Extracted records
• • • •
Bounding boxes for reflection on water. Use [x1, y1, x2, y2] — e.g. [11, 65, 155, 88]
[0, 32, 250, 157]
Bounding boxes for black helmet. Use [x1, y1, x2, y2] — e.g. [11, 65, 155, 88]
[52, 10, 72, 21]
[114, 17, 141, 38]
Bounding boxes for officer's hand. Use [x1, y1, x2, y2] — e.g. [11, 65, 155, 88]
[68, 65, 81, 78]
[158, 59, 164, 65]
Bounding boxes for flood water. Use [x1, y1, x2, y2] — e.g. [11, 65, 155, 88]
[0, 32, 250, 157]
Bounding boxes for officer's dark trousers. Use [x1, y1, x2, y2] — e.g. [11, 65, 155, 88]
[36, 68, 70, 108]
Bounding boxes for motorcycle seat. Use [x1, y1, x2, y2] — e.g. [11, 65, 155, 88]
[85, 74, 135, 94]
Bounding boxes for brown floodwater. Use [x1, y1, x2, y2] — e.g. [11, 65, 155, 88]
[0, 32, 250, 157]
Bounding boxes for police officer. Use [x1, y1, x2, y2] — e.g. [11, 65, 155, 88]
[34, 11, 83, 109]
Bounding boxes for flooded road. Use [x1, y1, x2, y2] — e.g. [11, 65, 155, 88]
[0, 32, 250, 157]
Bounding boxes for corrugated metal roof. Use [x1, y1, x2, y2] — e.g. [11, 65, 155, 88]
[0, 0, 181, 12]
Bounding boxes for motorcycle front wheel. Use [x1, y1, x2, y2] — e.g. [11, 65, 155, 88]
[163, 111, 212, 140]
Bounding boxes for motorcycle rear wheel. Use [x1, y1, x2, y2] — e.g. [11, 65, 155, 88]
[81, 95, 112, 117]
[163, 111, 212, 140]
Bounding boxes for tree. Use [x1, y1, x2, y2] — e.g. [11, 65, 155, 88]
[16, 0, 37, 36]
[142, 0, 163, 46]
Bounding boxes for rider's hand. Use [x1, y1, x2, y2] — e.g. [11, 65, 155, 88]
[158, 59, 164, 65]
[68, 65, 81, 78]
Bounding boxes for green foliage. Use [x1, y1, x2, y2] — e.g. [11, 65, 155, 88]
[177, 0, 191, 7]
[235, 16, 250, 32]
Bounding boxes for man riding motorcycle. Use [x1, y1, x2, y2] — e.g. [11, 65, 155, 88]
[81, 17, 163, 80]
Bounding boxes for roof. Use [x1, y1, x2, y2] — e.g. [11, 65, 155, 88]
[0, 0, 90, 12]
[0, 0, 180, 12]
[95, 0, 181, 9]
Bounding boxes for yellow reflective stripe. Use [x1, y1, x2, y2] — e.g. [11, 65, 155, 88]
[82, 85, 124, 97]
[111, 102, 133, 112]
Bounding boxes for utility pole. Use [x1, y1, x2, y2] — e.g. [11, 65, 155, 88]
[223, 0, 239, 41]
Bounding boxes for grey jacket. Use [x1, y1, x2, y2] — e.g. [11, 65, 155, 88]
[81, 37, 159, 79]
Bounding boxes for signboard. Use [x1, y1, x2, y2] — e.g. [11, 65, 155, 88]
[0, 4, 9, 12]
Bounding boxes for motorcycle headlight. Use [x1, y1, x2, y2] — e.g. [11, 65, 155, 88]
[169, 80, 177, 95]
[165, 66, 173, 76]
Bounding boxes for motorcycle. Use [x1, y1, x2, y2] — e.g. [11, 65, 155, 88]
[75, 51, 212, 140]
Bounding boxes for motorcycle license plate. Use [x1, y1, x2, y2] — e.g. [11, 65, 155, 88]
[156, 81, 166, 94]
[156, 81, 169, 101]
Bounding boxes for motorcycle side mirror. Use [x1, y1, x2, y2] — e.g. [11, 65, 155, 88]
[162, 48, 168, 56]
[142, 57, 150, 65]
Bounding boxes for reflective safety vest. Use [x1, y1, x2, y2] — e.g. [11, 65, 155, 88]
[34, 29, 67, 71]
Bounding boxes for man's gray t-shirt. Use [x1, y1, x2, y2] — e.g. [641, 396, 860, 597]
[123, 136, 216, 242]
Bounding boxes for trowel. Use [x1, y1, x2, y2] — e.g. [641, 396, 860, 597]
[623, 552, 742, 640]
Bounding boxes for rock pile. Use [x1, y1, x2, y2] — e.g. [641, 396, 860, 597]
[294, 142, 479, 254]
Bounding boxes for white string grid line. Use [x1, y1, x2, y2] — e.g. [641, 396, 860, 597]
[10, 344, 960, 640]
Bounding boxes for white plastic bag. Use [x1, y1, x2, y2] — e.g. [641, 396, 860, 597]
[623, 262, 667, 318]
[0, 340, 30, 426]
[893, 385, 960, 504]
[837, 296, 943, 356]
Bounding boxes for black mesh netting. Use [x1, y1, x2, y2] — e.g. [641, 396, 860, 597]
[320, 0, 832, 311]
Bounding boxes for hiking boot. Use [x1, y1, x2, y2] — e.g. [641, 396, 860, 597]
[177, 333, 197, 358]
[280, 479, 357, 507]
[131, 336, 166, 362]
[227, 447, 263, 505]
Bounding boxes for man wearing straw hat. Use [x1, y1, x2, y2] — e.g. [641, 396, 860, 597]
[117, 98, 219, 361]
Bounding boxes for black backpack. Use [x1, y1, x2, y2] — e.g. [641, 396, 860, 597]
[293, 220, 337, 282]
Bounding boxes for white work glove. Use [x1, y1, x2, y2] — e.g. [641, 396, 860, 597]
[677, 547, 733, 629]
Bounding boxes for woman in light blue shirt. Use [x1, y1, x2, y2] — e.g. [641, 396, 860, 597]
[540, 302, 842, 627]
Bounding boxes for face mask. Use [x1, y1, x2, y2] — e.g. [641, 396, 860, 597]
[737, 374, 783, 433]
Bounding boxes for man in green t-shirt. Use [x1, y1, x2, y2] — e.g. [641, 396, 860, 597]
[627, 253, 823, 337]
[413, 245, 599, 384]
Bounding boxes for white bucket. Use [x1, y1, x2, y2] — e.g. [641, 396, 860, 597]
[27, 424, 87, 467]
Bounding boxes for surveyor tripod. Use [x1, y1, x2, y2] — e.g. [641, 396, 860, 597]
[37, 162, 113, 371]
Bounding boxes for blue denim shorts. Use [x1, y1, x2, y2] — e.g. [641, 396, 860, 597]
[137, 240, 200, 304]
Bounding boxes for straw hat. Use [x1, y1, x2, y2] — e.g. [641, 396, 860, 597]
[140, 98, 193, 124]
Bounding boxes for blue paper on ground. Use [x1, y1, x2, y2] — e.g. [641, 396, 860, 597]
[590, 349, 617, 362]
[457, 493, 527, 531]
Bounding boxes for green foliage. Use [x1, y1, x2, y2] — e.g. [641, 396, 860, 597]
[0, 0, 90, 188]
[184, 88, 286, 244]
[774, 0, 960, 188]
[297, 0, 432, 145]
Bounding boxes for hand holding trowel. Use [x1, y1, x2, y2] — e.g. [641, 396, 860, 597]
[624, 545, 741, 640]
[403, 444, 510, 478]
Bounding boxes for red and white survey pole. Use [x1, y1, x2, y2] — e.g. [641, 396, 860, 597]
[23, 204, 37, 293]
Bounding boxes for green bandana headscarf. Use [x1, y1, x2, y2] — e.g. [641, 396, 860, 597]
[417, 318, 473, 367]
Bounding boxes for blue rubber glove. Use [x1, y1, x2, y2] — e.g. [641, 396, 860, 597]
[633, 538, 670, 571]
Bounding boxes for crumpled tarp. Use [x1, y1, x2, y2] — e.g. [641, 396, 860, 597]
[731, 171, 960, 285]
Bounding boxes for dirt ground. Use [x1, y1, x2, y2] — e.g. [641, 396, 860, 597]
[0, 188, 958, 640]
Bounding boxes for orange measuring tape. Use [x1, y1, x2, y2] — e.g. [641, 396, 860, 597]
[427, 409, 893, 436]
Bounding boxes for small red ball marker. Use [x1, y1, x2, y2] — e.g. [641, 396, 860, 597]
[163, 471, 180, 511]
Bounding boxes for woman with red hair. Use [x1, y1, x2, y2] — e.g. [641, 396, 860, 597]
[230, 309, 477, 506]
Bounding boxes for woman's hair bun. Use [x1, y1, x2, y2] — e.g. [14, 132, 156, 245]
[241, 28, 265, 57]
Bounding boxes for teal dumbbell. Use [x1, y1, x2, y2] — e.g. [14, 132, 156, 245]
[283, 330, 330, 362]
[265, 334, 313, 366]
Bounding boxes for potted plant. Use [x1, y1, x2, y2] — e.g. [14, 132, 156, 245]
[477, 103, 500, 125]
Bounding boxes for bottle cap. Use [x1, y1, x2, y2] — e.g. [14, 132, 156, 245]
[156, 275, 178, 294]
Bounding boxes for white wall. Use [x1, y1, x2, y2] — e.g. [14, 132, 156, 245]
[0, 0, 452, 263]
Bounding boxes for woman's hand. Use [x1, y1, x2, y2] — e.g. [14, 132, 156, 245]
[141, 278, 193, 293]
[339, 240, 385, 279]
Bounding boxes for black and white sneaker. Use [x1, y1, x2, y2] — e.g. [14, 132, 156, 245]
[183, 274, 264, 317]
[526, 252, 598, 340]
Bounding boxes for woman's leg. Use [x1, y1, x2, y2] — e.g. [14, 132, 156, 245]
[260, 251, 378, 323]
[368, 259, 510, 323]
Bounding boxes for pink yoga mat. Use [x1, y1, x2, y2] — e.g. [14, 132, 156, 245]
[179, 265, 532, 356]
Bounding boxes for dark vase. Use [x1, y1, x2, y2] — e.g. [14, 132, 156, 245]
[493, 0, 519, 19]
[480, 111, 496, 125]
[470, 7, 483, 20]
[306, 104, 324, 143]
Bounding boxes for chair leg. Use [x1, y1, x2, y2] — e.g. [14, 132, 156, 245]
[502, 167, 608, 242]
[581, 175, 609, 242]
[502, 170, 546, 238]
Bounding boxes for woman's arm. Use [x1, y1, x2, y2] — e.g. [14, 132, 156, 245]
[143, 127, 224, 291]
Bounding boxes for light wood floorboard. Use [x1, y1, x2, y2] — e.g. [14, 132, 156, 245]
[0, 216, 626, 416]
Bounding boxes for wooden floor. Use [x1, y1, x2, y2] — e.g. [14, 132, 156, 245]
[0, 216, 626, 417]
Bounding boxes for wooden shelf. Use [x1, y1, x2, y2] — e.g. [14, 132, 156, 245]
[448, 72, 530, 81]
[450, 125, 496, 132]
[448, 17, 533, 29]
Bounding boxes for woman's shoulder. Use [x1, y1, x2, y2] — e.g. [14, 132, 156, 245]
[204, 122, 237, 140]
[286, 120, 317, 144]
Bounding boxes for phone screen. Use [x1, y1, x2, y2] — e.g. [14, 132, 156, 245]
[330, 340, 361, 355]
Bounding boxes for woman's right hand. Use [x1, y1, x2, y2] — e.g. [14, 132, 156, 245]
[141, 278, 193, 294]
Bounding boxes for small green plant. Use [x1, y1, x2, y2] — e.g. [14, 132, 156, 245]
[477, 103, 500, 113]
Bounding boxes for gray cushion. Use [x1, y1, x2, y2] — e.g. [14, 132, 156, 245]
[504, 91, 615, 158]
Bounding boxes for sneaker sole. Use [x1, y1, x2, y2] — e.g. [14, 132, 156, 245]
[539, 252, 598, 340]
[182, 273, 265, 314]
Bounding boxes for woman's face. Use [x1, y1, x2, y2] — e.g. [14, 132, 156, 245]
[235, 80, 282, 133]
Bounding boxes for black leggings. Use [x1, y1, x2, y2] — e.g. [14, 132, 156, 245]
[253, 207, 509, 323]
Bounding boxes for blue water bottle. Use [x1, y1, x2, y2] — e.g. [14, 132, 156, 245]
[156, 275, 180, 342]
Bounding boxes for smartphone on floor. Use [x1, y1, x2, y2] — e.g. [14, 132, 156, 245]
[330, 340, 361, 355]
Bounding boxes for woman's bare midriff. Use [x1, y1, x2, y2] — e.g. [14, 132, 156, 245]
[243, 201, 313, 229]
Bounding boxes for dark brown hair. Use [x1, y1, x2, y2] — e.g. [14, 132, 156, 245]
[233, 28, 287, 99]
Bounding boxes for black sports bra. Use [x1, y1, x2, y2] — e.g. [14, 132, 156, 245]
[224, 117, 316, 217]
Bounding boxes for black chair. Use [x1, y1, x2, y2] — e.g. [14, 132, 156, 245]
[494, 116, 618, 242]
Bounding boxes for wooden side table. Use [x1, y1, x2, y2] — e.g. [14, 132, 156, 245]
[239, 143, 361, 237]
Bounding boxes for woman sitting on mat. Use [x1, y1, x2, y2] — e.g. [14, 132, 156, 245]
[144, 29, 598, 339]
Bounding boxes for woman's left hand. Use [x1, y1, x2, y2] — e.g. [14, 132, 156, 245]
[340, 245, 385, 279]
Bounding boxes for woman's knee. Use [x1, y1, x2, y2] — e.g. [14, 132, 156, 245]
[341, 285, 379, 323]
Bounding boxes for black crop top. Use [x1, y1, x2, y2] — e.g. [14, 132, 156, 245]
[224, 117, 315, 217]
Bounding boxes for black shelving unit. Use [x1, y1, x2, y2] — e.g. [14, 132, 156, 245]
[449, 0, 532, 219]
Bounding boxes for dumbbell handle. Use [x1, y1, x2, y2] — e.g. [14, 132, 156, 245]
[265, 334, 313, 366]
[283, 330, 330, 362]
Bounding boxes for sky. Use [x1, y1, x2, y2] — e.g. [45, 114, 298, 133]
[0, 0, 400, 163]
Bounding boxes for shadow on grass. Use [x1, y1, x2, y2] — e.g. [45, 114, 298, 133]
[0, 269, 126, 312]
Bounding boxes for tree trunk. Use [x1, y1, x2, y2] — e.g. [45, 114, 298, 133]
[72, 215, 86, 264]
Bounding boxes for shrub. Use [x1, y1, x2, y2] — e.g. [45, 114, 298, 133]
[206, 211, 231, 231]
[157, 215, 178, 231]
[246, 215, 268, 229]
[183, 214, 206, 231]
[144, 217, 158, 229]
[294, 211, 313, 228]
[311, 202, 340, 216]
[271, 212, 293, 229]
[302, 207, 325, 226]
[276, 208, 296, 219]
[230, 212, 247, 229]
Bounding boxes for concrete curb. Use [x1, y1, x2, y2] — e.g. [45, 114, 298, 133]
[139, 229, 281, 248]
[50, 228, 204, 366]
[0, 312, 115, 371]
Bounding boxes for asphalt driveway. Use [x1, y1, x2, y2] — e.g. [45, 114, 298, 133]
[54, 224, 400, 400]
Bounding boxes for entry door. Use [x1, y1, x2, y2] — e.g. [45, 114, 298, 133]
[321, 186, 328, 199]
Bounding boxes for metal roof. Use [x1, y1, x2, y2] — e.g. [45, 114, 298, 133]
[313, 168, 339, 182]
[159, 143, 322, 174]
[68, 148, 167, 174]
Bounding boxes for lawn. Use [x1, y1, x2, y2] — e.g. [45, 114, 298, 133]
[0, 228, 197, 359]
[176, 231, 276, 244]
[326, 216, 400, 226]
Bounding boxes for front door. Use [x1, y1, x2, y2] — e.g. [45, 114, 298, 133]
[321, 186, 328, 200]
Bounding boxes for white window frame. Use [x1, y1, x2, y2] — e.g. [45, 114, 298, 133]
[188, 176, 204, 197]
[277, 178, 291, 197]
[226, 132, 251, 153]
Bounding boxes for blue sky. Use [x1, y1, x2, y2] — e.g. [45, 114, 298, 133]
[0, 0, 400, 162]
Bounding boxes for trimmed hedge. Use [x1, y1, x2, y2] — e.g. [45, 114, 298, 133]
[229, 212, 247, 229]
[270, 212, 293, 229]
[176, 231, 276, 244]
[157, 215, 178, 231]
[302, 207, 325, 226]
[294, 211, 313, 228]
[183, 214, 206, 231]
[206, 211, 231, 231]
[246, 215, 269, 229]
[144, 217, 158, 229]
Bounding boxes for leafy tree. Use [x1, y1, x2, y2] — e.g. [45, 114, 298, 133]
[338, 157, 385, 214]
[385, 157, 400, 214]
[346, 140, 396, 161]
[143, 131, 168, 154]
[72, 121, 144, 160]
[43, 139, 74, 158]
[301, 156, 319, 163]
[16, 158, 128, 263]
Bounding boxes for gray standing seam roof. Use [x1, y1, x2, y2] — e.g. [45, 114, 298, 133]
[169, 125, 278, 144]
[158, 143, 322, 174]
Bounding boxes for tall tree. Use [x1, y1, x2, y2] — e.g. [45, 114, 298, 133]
• • • •
→ **Stated problem**: Please extract every line of the listing that contains the string "trowel".

→ **The response**:
Bounding boxes for trowel. Use [x1, y1, x2, y2] — e.g. [641, 396, 860, 597]
Bounding boxes for hand holding trowel. Use [x1, y1, x2, y2] — e.g. [641, 396, 860, 597]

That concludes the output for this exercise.